[Given data]
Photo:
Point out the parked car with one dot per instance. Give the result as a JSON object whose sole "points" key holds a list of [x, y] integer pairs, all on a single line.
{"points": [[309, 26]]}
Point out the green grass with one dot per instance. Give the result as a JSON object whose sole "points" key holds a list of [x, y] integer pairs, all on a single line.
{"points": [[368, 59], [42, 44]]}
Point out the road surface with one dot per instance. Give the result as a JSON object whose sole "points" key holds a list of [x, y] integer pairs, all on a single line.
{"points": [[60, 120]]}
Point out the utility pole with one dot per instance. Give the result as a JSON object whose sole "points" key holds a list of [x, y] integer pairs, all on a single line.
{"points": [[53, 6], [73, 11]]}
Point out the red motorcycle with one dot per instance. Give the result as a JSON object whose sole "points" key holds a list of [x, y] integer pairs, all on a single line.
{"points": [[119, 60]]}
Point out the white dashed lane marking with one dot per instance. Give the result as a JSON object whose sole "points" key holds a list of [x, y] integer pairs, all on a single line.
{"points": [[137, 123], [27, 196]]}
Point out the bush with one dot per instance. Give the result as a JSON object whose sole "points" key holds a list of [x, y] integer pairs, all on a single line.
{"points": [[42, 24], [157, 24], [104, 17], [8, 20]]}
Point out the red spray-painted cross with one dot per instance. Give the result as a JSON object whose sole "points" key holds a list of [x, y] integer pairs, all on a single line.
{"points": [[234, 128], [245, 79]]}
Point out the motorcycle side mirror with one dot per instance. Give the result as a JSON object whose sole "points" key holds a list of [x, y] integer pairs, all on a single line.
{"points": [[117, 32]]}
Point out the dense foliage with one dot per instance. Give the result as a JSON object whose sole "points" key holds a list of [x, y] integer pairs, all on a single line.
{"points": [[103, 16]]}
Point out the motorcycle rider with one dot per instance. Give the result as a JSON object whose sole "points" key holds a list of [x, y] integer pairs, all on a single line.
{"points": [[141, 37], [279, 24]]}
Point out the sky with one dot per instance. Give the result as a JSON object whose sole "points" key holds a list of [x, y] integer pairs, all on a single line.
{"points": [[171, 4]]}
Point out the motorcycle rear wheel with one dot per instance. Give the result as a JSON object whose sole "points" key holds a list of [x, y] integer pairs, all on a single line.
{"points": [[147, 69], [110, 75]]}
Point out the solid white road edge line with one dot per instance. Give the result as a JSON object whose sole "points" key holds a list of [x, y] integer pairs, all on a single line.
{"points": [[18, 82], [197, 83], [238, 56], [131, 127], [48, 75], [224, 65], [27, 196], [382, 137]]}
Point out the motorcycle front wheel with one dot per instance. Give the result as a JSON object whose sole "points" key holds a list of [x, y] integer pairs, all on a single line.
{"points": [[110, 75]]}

[What you need to do] Exactly the lines from the one that holds "Point out the solid" through the final line of the records above should be written out, and only those.

[Expected answer]
Point out the solid white road edge line with one dot per instance. Give the result as a JSON object whose sole "points" key holds a list of [x, y] integer pairs, all on a single line.
{"points": [[18, 82], [197, 83], [238, 56], [131, 127], [48, 75], [224, 65], [27, 196], [382, 137]]}
Point out the motorcycle front wheel with one dot per instance. Give the result as a JSON object whose sole "points" key holds a list of [x, y] integer pairs, all on a single line.
{"points": [[110, 75]]}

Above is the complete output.